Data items
■ ■ ■

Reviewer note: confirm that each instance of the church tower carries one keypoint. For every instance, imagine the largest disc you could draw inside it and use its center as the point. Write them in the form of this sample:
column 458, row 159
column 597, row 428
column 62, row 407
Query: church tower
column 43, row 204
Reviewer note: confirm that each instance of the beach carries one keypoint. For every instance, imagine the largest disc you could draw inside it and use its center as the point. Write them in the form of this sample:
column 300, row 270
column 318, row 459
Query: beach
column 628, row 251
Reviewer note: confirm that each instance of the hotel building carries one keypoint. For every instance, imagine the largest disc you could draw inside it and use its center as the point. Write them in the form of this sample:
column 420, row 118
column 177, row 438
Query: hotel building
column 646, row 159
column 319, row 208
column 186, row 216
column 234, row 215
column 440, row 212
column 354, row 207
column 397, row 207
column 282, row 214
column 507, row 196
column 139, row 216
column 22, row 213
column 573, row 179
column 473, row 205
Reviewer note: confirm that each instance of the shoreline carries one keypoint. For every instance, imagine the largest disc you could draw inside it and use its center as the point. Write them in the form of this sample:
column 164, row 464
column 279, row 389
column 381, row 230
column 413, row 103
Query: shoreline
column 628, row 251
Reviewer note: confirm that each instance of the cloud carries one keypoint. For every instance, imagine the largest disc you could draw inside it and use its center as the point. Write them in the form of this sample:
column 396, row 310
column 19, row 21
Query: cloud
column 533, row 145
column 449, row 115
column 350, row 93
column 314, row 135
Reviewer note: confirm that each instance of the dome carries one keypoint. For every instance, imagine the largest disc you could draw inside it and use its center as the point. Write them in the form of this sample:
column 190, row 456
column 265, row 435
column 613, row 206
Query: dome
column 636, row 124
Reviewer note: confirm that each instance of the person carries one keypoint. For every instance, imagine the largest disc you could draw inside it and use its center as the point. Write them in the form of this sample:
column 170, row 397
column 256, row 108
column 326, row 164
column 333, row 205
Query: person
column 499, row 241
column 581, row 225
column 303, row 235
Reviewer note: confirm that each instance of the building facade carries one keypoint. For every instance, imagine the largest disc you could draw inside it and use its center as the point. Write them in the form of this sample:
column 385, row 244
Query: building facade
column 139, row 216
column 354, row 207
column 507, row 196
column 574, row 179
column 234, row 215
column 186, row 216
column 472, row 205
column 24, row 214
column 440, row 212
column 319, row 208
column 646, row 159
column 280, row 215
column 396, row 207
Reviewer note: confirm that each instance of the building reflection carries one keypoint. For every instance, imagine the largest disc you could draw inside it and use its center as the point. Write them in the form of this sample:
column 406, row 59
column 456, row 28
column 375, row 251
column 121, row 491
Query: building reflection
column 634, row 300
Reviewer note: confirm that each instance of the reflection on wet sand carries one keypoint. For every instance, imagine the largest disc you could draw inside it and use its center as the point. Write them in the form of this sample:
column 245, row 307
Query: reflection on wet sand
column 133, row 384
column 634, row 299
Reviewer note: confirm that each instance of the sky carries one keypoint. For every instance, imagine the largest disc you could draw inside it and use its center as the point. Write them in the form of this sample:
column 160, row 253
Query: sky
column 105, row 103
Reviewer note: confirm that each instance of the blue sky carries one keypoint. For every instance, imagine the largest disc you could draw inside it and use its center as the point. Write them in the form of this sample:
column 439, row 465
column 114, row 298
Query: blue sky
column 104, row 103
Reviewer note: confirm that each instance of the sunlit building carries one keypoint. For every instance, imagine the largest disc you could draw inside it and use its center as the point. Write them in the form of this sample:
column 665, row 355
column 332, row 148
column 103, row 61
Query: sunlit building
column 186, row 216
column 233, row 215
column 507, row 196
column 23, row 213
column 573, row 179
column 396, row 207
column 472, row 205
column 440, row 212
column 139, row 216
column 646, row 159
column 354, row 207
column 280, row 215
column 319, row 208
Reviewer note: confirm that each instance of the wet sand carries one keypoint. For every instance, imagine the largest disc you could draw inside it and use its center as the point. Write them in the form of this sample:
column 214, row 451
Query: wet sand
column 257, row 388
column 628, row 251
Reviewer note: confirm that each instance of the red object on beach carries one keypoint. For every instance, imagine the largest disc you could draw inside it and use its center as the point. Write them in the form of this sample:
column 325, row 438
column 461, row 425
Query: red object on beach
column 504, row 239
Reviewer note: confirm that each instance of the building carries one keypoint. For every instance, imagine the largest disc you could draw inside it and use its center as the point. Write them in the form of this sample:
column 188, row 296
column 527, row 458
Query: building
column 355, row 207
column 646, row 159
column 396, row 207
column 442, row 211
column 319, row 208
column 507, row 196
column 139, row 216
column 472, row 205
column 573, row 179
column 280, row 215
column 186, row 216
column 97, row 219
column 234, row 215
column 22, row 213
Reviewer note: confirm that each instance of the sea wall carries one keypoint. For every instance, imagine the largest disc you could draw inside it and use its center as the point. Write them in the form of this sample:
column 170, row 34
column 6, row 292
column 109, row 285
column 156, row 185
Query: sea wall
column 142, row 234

■ ■ ■

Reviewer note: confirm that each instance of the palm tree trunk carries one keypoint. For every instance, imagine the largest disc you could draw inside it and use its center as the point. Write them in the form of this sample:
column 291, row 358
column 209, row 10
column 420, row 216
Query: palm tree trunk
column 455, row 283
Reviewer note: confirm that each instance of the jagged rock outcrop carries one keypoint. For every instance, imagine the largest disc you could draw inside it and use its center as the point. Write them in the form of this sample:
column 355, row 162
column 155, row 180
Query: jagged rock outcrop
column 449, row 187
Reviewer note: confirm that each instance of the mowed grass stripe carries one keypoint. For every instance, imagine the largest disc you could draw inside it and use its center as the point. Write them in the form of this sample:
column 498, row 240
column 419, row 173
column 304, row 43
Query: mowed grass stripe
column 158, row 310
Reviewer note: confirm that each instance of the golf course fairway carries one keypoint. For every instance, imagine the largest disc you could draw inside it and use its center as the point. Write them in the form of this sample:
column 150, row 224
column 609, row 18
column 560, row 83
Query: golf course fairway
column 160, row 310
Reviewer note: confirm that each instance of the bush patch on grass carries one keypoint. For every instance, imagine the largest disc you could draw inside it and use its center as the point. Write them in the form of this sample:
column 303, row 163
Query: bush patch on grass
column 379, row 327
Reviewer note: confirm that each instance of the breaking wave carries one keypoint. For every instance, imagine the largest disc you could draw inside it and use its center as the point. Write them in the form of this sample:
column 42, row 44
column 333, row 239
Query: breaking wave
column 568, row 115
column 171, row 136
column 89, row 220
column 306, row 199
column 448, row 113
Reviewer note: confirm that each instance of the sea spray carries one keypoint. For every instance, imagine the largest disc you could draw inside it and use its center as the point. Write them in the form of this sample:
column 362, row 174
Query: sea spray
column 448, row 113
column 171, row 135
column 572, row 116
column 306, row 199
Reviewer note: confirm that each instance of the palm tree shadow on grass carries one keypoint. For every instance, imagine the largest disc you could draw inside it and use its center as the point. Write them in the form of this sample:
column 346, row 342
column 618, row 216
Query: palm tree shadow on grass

■ ■ ■

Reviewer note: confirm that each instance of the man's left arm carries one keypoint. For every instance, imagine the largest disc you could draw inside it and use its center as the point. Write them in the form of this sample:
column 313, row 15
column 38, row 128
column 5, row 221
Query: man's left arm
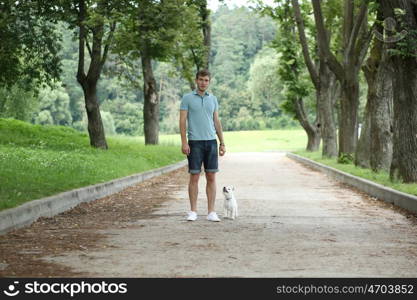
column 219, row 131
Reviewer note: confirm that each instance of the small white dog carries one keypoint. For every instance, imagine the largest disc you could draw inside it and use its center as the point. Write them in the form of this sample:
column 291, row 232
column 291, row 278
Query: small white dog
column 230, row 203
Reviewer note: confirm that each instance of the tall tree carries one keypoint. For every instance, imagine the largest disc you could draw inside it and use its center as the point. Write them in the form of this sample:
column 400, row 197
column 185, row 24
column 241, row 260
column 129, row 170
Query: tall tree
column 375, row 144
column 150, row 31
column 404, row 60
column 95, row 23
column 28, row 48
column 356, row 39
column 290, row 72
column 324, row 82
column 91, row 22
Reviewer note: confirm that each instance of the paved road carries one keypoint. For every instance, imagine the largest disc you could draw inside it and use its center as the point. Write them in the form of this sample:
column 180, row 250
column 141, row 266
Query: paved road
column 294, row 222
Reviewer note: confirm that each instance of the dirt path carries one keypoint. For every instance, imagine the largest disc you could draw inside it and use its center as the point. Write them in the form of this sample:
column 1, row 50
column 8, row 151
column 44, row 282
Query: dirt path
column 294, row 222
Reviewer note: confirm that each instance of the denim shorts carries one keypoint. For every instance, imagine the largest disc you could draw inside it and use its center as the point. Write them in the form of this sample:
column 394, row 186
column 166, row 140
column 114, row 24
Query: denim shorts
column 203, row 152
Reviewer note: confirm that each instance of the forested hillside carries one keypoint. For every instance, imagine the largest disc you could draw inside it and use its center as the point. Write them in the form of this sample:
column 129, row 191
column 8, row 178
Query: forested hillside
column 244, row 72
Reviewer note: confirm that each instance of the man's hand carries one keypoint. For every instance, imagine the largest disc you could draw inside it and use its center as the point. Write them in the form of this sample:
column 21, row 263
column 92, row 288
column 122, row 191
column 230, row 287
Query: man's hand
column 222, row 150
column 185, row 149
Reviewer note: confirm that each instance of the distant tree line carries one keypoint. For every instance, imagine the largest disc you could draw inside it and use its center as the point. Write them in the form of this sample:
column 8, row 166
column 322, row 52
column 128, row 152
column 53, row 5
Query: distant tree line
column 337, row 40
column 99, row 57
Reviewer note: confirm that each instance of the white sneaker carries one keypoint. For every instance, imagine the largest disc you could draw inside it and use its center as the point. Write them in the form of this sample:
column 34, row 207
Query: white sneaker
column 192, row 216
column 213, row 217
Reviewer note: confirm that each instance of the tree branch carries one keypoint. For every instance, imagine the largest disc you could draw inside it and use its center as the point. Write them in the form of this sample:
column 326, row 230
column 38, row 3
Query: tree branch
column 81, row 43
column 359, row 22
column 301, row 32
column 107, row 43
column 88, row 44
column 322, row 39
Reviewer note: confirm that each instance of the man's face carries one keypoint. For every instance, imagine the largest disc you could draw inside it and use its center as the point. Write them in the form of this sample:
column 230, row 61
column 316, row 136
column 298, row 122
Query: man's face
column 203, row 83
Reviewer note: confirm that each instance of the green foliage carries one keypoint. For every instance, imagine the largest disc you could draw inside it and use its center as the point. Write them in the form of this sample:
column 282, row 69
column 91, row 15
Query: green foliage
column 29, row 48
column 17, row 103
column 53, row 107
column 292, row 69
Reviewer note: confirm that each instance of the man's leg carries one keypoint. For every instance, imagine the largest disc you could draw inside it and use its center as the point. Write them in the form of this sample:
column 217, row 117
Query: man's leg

■ ■ ■

_EXERCISE AIM_:
Scan the data above and copy every line with "shadow" in it.

_ANSWER FOR THE TASK_:
Reviewer note: confirm that each instance of the palm tree shadow on grass carries one keypoint. For every instance, imagine the largest disc you could draw inside it and use its center as the point. Write them in the form of this sample:
Query: palm tree shadow on grass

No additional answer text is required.